> _Problem_
From the material below, extract every line that contains the word "jersey".

====== Provided material ======

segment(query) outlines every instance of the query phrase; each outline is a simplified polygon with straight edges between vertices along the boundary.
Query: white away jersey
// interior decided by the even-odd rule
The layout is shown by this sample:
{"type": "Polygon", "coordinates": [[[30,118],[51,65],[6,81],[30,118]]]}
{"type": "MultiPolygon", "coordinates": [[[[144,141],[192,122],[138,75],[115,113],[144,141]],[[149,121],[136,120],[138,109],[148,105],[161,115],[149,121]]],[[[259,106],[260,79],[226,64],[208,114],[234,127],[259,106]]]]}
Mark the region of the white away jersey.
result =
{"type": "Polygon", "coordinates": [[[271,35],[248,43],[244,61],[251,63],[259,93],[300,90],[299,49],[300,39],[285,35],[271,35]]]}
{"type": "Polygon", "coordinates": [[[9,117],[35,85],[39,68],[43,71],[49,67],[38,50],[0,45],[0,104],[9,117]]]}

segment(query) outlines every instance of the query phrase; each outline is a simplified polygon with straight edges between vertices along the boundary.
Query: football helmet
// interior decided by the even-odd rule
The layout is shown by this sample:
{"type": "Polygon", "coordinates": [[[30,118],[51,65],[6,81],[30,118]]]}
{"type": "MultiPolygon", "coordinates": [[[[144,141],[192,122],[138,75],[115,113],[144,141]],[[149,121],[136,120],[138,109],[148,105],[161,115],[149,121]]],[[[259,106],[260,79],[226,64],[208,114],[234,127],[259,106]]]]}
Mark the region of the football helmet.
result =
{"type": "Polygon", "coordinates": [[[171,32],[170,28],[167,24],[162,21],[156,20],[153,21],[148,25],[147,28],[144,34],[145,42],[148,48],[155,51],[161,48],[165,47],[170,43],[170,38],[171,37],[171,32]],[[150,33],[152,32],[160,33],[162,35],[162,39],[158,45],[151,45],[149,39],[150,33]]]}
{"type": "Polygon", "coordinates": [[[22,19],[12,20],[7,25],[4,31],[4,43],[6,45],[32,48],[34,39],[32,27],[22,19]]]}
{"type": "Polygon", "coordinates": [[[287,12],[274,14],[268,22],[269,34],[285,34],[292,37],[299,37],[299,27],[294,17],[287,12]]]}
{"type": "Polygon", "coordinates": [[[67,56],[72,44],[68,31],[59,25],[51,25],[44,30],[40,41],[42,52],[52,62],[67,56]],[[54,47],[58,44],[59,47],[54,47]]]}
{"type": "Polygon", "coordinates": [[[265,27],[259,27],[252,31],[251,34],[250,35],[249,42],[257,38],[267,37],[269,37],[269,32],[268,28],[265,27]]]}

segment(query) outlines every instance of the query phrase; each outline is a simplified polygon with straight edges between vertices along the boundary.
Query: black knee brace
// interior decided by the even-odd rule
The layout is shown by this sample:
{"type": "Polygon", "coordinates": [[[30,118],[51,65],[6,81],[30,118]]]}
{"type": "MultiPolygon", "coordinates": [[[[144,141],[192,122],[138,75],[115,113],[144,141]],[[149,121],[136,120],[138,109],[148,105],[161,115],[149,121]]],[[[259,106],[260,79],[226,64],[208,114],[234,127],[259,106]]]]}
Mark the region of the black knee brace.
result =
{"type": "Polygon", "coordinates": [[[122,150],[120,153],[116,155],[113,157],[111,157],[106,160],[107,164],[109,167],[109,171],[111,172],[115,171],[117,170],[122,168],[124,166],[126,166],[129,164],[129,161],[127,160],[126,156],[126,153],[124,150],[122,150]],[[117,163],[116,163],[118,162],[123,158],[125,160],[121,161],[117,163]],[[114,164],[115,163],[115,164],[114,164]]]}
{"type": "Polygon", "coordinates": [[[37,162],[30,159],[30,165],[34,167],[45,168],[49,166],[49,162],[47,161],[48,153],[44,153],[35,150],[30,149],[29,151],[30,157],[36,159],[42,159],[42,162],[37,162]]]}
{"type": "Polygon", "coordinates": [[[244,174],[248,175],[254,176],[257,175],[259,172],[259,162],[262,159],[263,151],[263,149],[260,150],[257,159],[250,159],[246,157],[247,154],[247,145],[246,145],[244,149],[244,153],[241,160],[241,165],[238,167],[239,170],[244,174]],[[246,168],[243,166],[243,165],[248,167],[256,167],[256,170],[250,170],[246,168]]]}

======

> _Result of this exercise_
Query: white away jersey
Mark the region of the white away jersey.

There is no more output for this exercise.